The request.
Extract every line in the entries below that contains the string "lower" and copy each of those lines in full.
* * * * * * *
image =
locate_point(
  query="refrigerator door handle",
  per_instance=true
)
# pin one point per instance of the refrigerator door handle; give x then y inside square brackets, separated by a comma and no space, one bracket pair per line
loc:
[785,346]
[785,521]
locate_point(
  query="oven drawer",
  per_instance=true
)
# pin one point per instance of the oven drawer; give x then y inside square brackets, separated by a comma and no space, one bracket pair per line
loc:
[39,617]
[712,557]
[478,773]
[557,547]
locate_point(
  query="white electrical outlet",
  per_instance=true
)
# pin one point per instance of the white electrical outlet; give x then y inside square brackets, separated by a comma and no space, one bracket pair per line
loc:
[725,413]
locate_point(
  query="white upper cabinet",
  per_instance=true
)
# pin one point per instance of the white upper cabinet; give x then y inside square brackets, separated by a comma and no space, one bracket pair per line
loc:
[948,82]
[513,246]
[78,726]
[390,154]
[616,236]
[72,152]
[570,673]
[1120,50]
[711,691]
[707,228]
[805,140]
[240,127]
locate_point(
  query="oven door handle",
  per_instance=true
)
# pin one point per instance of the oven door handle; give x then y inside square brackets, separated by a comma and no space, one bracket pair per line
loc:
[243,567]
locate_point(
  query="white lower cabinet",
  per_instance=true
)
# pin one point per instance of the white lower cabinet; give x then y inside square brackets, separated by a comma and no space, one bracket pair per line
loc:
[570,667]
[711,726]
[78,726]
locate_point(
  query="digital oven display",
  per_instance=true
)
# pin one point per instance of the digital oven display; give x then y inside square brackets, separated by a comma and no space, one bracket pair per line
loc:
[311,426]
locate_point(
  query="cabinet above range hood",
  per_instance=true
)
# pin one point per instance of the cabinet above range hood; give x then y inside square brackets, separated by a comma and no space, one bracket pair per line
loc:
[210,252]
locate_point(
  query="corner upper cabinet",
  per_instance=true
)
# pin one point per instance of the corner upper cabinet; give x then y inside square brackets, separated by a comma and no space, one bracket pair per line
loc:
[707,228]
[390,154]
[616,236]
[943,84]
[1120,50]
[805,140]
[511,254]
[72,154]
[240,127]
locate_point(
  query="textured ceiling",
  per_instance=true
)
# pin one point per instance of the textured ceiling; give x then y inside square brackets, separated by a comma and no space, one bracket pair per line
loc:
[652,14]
* * * * * * *
Exercise answer.
  query="white lower cabinet",
# pin one point per instance of the white lower cabinet; give x then y inside square brackets, separated by a comma and no space, one bracket pair per line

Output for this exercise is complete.